### WHAT THE TASK ASKS:
From the line with "face in the photo above." to the final line of the records, reproduce every line exactly and only those lines.
##### DATASET
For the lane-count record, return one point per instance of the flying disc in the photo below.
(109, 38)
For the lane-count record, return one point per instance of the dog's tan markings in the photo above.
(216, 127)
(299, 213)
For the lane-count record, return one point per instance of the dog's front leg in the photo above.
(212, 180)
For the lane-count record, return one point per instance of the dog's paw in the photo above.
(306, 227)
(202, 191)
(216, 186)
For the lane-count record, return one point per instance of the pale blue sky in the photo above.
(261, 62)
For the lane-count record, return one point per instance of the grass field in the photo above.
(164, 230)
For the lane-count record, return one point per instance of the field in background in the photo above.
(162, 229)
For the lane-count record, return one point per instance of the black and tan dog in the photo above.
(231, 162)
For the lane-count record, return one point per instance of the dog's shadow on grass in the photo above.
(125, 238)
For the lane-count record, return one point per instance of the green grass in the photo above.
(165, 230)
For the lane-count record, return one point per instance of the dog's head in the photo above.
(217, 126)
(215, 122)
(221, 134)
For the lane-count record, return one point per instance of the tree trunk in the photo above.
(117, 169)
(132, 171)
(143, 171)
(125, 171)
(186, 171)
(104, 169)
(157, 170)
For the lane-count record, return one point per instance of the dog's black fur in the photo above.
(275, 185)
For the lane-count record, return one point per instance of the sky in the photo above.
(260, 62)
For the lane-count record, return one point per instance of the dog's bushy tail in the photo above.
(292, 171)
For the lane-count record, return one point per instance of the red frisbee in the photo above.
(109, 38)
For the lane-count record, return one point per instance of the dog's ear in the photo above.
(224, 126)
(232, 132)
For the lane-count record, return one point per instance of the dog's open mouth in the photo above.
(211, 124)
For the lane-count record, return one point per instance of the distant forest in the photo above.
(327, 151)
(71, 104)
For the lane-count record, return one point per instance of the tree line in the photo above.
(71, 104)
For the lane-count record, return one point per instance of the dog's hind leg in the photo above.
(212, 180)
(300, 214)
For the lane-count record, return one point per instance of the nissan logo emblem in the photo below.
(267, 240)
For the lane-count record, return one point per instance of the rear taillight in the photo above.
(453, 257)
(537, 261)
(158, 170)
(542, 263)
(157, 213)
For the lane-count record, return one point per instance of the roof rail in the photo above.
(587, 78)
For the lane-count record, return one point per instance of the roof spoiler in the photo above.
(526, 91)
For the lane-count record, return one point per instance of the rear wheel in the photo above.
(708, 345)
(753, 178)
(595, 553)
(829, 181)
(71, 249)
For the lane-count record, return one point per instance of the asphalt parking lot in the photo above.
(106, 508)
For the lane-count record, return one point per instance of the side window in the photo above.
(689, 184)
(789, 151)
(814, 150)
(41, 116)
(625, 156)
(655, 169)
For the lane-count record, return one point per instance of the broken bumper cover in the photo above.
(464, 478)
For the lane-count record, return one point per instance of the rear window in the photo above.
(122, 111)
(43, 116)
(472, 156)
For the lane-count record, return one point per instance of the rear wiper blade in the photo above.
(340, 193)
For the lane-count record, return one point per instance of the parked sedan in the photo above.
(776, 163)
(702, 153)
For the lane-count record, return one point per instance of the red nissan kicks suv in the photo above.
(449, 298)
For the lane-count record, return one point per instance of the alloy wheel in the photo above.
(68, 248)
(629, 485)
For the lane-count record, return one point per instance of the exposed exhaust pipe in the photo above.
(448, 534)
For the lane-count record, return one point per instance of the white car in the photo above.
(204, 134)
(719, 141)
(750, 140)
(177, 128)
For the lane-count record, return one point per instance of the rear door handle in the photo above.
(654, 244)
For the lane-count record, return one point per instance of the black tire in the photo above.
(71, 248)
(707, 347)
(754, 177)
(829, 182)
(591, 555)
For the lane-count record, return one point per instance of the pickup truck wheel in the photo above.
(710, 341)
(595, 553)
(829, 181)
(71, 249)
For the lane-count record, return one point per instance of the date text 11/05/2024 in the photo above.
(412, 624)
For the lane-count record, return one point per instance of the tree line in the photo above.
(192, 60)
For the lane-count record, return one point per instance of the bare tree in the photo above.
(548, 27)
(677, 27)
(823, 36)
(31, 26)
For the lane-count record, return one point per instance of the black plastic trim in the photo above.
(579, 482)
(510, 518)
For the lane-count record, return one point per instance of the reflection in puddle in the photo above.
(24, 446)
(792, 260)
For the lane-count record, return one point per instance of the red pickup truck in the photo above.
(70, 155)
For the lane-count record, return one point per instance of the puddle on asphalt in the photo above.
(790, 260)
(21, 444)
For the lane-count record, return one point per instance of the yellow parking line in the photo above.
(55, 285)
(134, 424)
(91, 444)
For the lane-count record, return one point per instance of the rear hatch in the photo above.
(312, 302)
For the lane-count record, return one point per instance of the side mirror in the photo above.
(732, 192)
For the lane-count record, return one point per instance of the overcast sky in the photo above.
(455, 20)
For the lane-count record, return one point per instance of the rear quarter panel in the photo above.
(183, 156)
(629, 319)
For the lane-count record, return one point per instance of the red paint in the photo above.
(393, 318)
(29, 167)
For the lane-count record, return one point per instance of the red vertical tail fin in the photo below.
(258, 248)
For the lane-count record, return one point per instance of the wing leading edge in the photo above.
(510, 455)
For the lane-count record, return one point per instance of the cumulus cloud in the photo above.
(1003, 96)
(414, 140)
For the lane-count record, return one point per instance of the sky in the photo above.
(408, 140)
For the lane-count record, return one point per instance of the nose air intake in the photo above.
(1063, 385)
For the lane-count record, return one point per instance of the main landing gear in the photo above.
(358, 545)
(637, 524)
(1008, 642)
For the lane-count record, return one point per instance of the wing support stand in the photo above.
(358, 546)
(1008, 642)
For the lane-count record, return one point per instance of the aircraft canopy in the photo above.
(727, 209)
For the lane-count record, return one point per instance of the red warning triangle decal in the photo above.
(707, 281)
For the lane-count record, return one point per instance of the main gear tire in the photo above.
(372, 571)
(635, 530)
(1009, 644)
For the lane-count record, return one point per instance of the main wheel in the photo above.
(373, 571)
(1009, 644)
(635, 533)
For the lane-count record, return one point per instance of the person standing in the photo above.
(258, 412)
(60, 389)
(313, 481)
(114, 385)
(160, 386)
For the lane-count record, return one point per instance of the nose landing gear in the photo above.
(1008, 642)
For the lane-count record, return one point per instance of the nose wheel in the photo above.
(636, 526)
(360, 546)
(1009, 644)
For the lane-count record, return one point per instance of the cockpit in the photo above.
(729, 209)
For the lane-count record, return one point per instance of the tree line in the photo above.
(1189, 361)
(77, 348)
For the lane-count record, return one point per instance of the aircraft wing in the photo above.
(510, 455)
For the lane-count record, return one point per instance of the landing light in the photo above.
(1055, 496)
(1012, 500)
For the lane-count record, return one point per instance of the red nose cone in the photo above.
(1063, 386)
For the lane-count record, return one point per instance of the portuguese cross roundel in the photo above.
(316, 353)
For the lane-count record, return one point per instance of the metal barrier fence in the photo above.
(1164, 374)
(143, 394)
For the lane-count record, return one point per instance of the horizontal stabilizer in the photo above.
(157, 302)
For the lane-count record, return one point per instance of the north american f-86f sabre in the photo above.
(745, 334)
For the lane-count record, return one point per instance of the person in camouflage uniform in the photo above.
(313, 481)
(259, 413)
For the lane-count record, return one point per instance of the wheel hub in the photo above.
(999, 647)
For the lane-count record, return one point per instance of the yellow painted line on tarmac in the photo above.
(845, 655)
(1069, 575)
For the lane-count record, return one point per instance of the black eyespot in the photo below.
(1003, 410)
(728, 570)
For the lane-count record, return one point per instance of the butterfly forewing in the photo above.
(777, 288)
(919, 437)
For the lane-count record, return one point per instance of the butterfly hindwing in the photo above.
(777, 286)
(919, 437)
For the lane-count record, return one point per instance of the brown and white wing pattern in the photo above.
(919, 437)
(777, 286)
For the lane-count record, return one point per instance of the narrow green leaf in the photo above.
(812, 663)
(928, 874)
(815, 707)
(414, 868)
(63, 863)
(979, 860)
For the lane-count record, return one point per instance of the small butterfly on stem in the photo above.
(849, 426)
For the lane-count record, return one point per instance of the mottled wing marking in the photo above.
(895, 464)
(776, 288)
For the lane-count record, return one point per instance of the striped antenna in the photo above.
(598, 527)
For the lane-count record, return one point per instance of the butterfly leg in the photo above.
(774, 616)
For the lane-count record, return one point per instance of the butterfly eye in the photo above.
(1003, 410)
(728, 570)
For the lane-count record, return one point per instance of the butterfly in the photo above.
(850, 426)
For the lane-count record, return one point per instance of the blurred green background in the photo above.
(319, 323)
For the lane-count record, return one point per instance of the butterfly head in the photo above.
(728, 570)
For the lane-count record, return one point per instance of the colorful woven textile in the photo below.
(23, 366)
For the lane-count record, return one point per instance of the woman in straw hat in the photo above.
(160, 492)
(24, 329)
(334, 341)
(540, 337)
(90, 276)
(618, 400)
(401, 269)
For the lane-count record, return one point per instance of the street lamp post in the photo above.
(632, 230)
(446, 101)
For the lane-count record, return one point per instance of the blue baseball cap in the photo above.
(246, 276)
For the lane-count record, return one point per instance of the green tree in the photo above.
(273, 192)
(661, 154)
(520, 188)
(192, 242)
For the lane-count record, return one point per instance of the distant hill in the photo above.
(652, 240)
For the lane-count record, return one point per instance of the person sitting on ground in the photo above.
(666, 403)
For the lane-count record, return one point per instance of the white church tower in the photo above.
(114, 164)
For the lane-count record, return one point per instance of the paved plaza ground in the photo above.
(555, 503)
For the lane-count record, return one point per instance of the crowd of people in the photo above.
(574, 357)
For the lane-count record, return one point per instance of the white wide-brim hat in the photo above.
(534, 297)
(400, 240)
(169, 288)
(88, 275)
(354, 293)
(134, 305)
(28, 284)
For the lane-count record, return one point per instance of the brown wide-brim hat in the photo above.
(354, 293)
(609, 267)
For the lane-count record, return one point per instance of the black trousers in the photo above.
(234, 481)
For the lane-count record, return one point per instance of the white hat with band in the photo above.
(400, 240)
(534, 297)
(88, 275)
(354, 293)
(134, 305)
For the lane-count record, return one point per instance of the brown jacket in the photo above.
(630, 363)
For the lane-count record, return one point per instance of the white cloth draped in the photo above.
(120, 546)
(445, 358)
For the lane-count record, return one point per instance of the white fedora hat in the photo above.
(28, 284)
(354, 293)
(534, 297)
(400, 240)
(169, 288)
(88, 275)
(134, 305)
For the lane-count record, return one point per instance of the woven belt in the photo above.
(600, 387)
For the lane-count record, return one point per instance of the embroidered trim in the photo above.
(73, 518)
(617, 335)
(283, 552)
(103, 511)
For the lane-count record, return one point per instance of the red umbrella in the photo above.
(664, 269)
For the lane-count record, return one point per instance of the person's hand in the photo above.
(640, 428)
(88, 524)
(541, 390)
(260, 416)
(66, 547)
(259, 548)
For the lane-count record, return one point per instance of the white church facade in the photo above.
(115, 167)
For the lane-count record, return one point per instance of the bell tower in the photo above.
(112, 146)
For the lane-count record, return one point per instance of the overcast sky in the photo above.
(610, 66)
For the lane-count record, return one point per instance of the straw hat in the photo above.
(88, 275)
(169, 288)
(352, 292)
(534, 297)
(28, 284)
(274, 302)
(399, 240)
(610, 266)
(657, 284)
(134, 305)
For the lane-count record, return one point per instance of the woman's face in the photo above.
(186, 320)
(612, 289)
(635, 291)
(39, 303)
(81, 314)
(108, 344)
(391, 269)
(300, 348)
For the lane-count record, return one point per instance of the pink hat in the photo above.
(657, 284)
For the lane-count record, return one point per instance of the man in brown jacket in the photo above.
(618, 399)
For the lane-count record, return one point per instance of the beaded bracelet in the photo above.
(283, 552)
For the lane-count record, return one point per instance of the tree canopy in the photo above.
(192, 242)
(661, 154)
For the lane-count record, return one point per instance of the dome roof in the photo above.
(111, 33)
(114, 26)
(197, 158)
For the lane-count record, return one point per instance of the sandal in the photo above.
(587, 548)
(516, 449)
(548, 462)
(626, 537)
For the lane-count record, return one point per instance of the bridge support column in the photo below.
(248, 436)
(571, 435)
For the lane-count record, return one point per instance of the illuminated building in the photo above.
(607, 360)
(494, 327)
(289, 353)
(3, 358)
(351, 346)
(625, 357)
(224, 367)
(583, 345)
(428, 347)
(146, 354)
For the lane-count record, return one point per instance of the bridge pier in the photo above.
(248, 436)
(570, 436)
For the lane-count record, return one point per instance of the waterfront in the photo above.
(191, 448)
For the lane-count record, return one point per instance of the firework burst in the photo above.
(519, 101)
##########
### COMPLETED EXERCISE:
For the lane-count record, return one point per instance of the woman's face in the photo above.
(186, 320)
(612, 289)
(635, 291)
(39, 303)
(81, 314)
(108, 344)
(391, 269)
(300, 348)
For the lane-count record, return one point per instance of the pink hat in the photo above.
(657, 284)
For the lane-count record, return one point per instance of the man in brown jacket in the photo above.
(618, 399)
For the lane-count record, return one point per instance of the beaded bracelet in the photo above.
(283, 552)
For the lane-count record, return one point per instance of the tree canopy in the photo above.
(192, 242)
(661, 154)
For the lane-count record, return one point per instance of the dome roof in the photo above.
(111, 33)
(114, 26)
(197, 158)
For the lane-count record, return one point per instance of the sandal in the photo above.
(587, 548)
(516, 449)
(548, 462)
(626, 537)
For the lane-count record, return one point per instance of the bridge support column in the photo below.
(248, 436)
(571, 435)
For the lane-count record, return one point per instance of the illuminated building in the photo above.
(607, 360)
(494, 327)
(289, 353)
(3, 358)
(351, 346)
(625, 357)
(224, 367)
(583, 345)
(428, 347)
(146, 354)
For the lane-count record, return one point per instance of the bridge pier in the photo above.
(248, 436)
(570, 436)
For the lane-count record, return one point per instance of the waterfront in the photo above.
(191, 448)
For the lane-count record, return one point per instance of the firework burst in the photo above.
(519, 101)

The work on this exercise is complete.